======== SUPPLIED ENTRIES ========
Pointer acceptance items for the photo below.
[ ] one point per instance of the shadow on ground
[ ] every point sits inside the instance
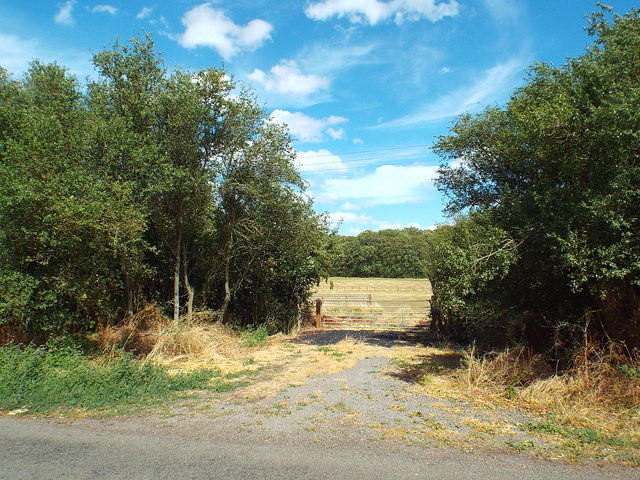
(379, 338)
(422, 366)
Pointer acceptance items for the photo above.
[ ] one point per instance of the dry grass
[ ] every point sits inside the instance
(595, 394)
(381, 298)
(391, 288)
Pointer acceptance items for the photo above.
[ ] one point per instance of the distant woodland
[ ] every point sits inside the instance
(150, 187)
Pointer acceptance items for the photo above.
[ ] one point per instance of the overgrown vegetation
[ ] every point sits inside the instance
(40, 381)
(146, 187)
(545, 250)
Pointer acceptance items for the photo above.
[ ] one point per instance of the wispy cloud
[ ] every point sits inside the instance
(318, 160)
(388, 184)
(111, 10)
(285, 78)
(64, 15)
(504, 9)
(337, 218)
(206, 26)
(308, 129)
(491, 87)
(372, 12)
(16, 53)
(144, 13)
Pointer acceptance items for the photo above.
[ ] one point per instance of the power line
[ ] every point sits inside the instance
(364, 159)
(367, 151)
(348, 168)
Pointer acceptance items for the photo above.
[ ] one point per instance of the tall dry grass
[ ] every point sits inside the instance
(601, 390)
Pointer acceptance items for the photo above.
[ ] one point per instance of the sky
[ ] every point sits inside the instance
========
» **REQUIREMENT**: Omit the pictures. Output every record above word for word.

» **WRITTEN ANSWER**:
Pointer acceptance items for the photo below.
[ ] one point per instance of the shadow on ground
[ ] every point sits inside the instance
(379, 338)
(422, 366)
Pointer acceptance items for the photo above.
[ ] one point per instance of the dry grass
[ ] every point sits inside the instance
(595, 394)
(381, 298)
(391, 288)
Pointer acceptance items for the photo above.
[ ] one point per instance of the distant woodland
[ ] every point sits inside the instance
(150, 187)
Pointer acceptance items for the photo above.
[ ] one point per instance of the overgrown vegetation
[ ] every point sits inside the instance
(40, 381)
(146, 187)
(545, 250)
Pointer acceptance items for the photo above.
[ ] one point per instance of the wispy cloud
[ ] every point sits inside the instance
(318, 160)
(388, 184)
(111, 10)
(285, 78)
(64, 15)
(504, 9)
(337, 218)
(206, 26)
(308, 129)
(491, 87)
(372, 12)
(16, 53)
(144, 13)
Pointer acceptance items for the photo above.
[ ] one point per instance of the power line
[ ] every point sits inside the instance
(364, 159)
(367, 151)
(348, 168)
Pointer acceptance items for the photo above.
[ ] one point per instance of the tall dry grass
[ ] every point sits inside the instance
(601, 390)
Pointer acceptance items for the photo above.
[ ] one point per instance of the sky
[ ] every point sits inside the instance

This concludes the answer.